Start of DATA
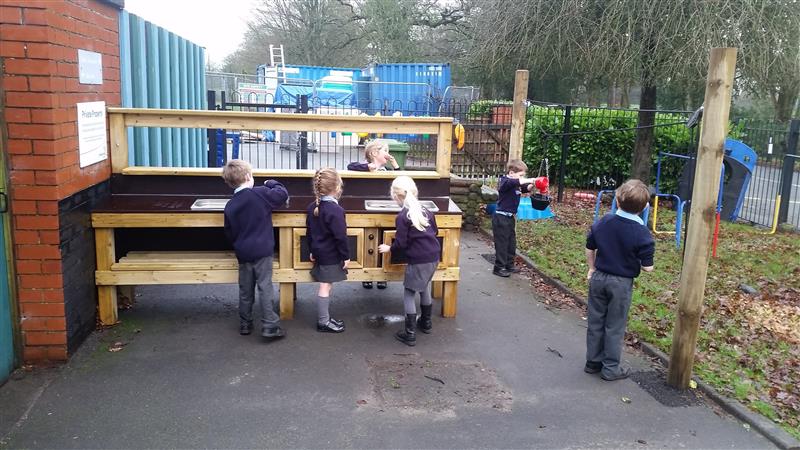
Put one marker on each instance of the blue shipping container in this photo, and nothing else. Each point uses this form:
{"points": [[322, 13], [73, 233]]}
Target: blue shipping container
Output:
{"points": [[413, 89], [311, 73]]}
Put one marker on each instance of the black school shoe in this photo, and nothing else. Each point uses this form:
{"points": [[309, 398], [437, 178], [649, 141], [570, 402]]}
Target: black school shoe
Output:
{"points": [[273, 333], [245, 328], [501, 273], [332, 326], [592, 367], [623, 373]]}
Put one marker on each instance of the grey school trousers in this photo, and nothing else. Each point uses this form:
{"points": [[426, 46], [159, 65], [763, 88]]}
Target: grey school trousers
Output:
{"points": [[609, 301], [505, 241], [252, 274]]}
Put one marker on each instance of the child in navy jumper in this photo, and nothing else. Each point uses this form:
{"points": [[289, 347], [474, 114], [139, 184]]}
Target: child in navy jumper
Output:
{"points": [[617, 247], [377, 156], [509, 189], [327, 240], [248, 226], [416, 235]]}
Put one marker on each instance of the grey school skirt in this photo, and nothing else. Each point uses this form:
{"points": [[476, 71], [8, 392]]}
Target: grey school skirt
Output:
{"points": [[328, 273], [419, 275]]}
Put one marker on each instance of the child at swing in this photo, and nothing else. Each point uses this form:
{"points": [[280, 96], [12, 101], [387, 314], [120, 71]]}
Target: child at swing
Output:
{"points": [[509, 189], [327, 240], [416, 236], [618, 247], [377, 156]]}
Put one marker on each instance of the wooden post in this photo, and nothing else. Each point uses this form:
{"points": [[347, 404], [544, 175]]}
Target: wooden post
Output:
{"points": [[717, 105], [518, 115]]}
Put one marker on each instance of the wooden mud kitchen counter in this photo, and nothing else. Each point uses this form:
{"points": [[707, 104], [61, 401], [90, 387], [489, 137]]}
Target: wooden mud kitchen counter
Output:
{"points": [[164, 225]]}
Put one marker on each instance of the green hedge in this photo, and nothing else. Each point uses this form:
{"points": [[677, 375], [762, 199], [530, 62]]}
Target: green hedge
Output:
{"points": [[608, 153]]}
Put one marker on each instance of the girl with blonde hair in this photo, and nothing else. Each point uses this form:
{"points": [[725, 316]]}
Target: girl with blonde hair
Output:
{"points": [[416, 237], [327, 241]]}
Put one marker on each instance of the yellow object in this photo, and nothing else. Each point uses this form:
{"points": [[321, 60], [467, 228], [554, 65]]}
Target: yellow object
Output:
{"points": [[459, 134]]}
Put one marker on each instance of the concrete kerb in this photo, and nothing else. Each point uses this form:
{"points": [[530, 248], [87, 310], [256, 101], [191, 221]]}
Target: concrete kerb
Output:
{"points": [[766, 427]]}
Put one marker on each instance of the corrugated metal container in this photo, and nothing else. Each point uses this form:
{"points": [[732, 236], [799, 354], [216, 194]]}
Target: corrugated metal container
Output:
{"points": [[159, 69], [413, 88], [312, 73]]}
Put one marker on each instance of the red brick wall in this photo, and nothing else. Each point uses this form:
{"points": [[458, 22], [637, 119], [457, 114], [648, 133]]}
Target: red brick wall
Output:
{"points": [[39, 42]]}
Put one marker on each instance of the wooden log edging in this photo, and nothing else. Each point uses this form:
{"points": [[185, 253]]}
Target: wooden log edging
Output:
{"points": [[764, 426]]}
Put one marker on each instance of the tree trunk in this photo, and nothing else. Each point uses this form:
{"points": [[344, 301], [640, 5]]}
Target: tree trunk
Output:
{"points": [[642, 163], [624, 100]]}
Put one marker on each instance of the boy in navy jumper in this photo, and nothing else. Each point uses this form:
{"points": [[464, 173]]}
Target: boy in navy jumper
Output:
{"points": [[509, 189], [617, 247], [248, 226]]}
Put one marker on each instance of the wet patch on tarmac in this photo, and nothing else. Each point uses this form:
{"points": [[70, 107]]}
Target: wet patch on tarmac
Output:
{"points": [[654, 383], [411, 383]]}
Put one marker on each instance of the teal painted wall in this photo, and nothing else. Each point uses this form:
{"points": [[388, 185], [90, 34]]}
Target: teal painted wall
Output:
{"points": [[162, 70]]}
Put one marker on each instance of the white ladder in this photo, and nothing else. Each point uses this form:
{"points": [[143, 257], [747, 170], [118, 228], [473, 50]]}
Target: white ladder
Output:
{"points": [[276, 61]]}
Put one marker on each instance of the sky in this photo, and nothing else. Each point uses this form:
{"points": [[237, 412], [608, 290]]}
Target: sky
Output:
{"points": [[218, 26]]}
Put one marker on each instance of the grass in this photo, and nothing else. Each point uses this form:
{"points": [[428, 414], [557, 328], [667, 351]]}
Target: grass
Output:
{"points": [[748, 346]]}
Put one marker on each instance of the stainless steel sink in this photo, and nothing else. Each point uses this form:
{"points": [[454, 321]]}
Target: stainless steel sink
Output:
{"points": [[392, 206], [209, 204]]}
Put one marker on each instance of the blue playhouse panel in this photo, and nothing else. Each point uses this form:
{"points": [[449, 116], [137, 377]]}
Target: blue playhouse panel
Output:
{"points": [[745, 155]]}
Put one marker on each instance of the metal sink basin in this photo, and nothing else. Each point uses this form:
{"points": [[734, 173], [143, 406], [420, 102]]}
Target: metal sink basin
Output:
{"points": [[209, 204], [392, 206]]}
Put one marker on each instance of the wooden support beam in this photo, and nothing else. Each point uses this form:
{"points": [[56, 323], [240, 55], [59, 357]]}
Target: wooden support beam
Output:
{"points": [[106, 295], [716, 105], [518, 115]]}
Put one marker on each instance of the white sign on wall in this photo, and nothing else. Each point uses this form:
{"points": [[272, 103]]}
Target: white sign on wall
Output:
{"points": [[90, 67], [92, 141]]}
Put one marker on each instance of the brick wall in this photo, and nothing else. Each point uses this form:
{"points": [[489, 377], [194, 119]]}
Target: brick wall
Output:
{"points": [[39, 88]]}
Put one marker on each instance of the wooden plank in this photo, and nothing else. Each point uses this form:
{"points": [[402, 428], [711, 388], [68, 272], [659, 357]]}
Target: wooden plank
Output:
{"points": [[518, 115], [286, 291], [105, 256], [119, 143], [282, 276], [273, 173], [215, 219], [444, 146], [450, 300], [717, 103]]}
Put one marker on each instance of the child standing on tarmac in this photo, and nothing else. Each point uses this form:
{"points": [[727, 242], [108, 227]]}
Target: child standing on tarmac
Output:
{"points": [[618, 246], [416, 236], [509, 189], [248, 227], [327, 240], [377, 155]]}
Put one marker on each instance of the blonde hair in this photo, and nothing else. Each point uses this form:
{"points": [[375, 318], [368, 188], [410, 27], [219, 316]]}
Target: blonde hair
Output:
{"points": [[632, 196], [326, 181], [373, 148], [403, 187]]}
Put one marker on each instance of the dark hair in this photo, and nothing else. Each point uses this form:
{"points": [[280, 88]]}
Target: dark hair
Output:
{"points": [[326, 181], [235, 172], [633, 196]]}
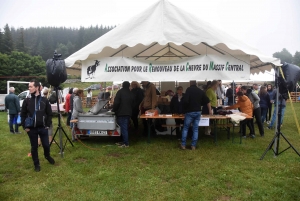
End of DATA
▶ **TASK REQUIREMENTS**: If a line in the listing above contains the word "with", include it in your count, then give only the final number.

▶ **TASK RESPONSE**: 2